- _Material for this task_
------------------------------

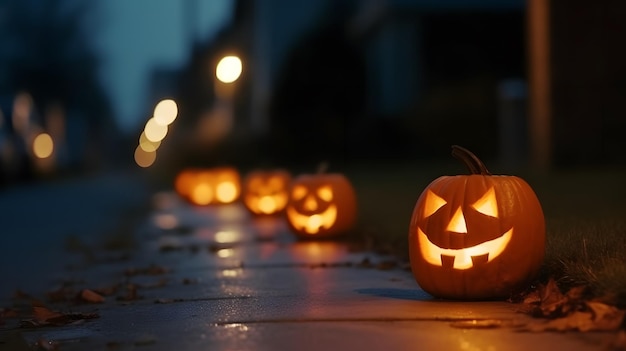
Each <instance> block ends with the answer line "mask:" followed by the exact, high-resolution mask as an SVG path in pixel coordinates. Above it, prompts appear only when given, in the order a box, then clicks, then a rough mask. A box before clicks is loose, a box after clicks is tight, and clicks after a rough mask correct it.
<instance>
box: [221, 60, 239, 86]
mask: <svg viewBox="0 0 626 351" xmlns="http://www.w3.org/2000/svg"><path fill="white" fill-rule="evenodd" d="M241 71H242V64H241V60H240V59H239V57H237V56H225V57H223V58H222V59H221V60H220V62H219V63H218V64H217V68H216V69H215V76H216V77H217V79H219V80H220V81H221V82H223V83H232V82H234V81H236V80H237V79H238V78H239V76H240V75H241Z"/></svg>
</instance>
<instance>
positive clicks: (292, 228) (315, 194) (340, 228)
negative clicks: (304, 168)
mask: <svg viewBox="0 0 626 351" xmlns="http://www.w3.org/2000/svg"><path fill="white" fill-rule="evenodd" d="M286 217H287V224H288V225H289V227H290V228H291V230H292V231H293V232H294V233H295V234H296V235H297V236H299V237H301V238H306V239H312V238H315V239H318V238H325V237H331V236H336V235H341V234H345V233H346V232H347V231H348V230H349V229H351V228H352V226H353V225H354V222H355V220H356V196H355V192H354V188H353V187H352V184H351V183H350V181H349V180H348V178H346V176H344V175H343V174H341V173H317V174H302V175H299V176H297V177H296V178H294V179H293V180H292V182H291V189H290V191H289V201H288V203H287V208H286Z"/></svg>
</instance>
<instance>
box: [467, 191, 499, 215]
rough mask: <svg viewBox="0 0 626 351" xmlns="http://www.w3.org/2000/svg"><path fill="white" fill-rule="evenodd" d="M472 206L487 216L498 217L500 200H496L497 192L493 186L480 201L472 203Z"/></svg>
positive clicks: (483, 195)
mask: <svg viewBox="0 0 626 351" xmlns="http://www.w3.org/2000/svg"><path fill="white" fill-rule="evenodd" d="M472 207H473V208H474V209H475V210H476V211H478V212H480V213H482V214H484V215H487V216H490V217H496V218H497V217H498V202H497V201H496V192H495V190H494V189H493V187H492V188H491V189H489V190H487V192H486V193H485V195H483V196H482V197H481V198H480V199H478V201H476V202H474V204H472Z"/></svg>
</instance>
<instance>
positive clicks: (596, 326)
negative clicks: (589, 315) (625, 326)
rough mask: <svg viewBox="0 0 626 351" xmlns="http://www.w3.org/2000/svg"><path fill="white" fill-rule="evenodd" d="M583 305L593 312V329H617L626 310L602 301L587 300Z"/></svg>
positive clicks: (608, 329) (623, 318) (613, 329)
mask: <svg viewBox="0 0 626 351" xmlns="http://www.w3.org/2000/svg"><path fill="white" fill-rule="evenodd" d="M585 305H587V307H588V308H589V309H590V310H591V312H592V313H593V320H594V324H595V327H596V328H597V329H595V330H617V329H618V328H619V327H620V326H621V325H622V322H623V321H624V314H625V312H626V311H624V310H620V309H618V308H617V307H615V306H611V305H607V304H604V303H602V302H596V301H587V302H585Z"/></svg>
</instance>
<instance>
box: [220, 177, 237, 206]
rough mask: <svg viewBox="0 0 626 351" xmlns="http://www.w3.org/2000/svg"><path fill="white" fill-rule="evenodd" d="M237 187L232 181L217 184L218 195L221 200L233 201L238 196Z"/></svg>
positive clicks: (226, 201) (236, 197) (234, 199)
mask: <svg viewBox="0 0 626 351" xmlns="http://www.w3.org/2000/svg"><path fill="white" fill-rule="evenodd" d="M237 195H238V191H237V187H236V186H235V185H234V184H233V183H230V182H224V183H220V184H218V185H217V189H216V196H217V199H218V200H220V202H223V203H228V202H233V201H235V199H236V198H237Z"/></svg>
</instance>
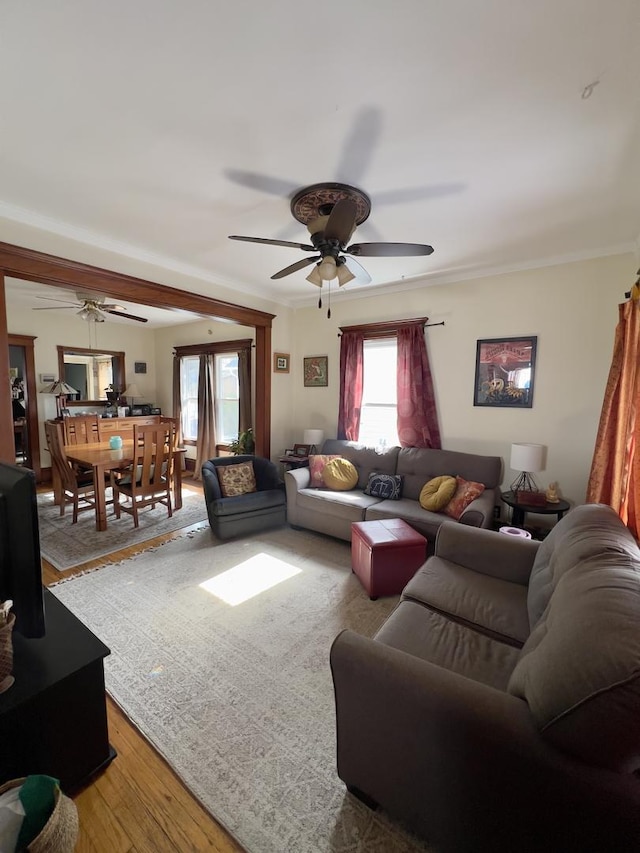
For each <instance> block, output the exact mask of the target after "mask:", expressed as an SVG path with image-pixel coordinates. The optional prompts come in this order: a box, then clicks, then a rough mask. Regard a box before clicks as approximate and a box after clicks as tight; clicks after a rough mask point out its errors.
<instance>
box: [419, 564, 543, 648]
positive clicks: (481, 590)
mask: <svg viewBox="0 0 640 853" xmlns="http://www.w3.org/2000/svg"><path fill="white" fill-rule="evenodd" d="M402 597H403V599H411V600H412V601H417V602H419V603H421V604H425V605H426V606H427V607H429V608H430V609H431V610H437V611H439V612H440V613H442V614H444V615H445V616H449V617H450V618H452V619H454V620H456V621H457V622H462V623H463V624H466V625H468V626H469V627H470V628H474V629H475V630H476V631H480V632H481V633H482V634H487V636H490V637H493V638H494V639H496V640H500V641H501V642H504V643H508V644H509V645H512V646H514V647H516V648H521V646H522V644H523V643H524V642H525V640H526V639H527V637H528V636H529V617H528V615H527V588H526V586H523V585H522V584H518V583H510V582H509V581H505V580H502V579H500V578H495V577H490V576H489V575H485V574H482V573H481V572H476V571H473V570H472V569H467V568H465V567H464V566H460V565H458V564H457V563H452V562H450V561H449V560H444V559H442V557H438V556H435V557H431V559H430V560H429V561H428V562H427V563H425V565H424V566H423V567H422V568H421V569H420V571H418V572H417V573H416V574H415V575H414V576H413V578H412V579H411V580H410V581H409V583H408V584H407V585H406V587H405V588H404V590H403V592H402Z"/></svg>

------------------------------

- _Action item_
Having located the line with "positive clicks: (226, 201)", transcribe exactly and only the lines from it to the final line of the material, skipping the pictures.

- _Response_
positive clicks: (226, 201) (236, 197) (234, 199)
mask: <svg viewBox="0 0 626 351" xmlns="http://www.w3.org/2000/svg"><path fill="white" fill-rule="evenodd" d="M237 195H238V191H237V187H236V186H235V185H234V184H233V183H230V182H224V183H220V184H218V185H217V189H216V196H217V199H218V200H220V202H223V203H228V202H233V201H235V199H236V198H237Z"/></svg>
</instance>
For each <instance> block, output the exact mask of the target after "mask:", expressed as an SVG path with image-pixel coordinates. The optional prompts come in this order: a box, then clicks, then a rough mask. Regard a box before clicks as approximate and a box after clicks as tight; clicks after a rough mask point out its errors.
<instance>
box: [419, 564, 543, 648]
positive clicks: (481, 590)
mask: <svg viewBox="0 0 640 853" xmlns="http://www.w3.org/2000/svg"><path fill="white" fill-rule="evenodd" d="M402 597H403V599H411V600H412V601H417V602H419V603H421V604H425V605H426V606H427V607H429V608H430V609H431V610H437V611H439V612H440V613H442V614H444V615H445V616H449V617H450V618H452V619H454V620H456V621H457V622H462V623H463V624H466V625H468V626H469V627H470V628H474V629H475V630H476V631H480V632H481V633H482V634H487V636H490V637H493V638H494V639H496V640H500V641H501V642H504V643H508V644H509V645H512V646H514V647H516V648H521V646H522V644H523V643H524V642H525V640H526V639H527V637H528V636H529V617H528V615H527V588H526V586H523V585H522V584H518V583H510V582H509V581H505V580H502V579H500V578H495V577H490V576H489V575H485V574H482V573H481V572H476V571H473V570H472V569H467V568H465V567H464V566H460V565H458V564H457V563H452V562H450V561H449V560H444V559H442V557H438V556H435V557H431V559H430V560H429V561H428V562H427V563H425V565H424V566H423V567H422V568H421V569H420V571H418V572H417V573H416V574H415V575H414V576H413V578H412V579H411V580H410V581H409V583H408V584H407V585H406V587H405V588H404V590H403V592H402Z"/></svg>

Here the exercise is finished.